- [The problem]:
Report every line of the records below that includes the string "yellow".

═══ Supplied data ═══

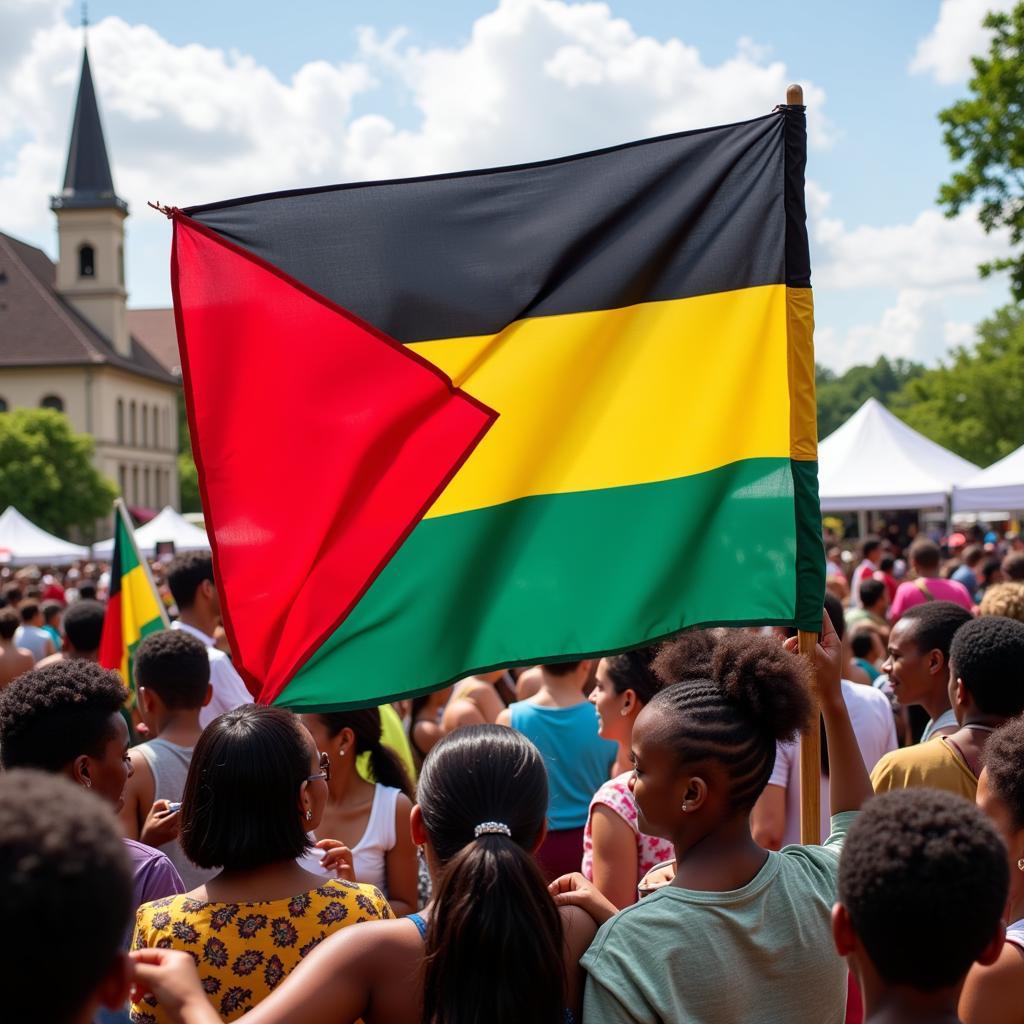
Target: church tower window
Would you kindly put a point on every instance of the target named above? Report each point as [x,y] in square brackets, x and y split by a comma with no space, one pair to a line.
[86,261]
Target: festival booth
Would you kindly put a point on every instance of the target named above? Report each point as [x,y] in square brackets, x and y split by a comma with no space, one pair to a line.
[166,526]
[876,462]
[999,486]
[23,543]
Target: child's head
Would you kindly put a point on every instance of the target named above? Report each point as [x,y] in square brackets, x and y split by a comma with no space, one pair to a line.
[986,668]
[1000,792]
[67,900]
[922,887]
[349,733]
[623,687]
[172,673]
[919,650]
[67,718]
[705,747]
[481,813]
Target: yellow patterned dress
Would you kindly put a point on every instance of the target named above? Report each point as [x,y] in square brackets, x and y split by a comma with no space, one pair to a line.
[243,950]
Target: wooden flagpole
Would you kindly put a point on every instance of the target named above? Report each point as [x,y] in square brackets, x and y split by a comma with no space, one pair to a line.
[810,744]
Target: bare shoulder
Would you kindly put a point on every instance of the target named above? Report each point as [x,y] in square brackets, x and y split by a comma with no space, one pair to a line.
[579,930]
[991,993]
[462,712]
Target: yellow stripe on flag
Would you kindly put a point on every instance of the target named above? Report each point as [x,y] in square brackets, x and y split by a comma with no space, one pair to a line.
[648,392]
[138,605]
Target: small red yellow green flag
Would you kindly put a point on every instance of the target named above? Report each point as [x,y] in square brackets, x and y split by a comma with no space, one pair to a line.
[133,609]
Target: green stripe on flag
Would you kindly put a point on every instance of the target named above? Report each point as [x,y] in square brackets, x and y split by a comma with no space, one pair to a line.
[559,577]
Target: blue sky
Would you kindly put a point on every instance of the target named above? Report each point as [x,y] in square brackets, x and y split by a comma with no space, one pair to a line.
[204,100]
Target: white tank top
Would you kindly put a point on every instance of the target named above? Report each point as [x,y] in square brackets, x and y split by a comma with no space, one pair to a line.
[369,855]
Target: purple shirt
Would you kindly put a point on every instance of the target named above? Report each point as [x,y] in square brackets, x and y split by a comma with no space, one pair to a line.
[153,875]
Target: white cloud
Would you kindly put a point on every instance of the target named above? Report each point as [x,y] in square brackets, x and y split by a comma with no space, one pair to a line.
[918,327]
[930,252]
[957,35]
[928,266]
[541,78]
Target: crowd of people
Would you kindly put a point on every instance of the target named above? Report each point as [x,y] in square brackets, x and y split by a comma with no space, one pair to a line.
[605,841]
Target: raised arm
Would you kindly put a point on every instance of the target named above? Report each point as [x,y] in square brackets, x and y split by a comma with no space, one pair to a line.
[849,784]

═══

- [Solution to this problem]:
Target: yellow patterned dress
Target: yellow stripe on flag
Target: small red yellow green flag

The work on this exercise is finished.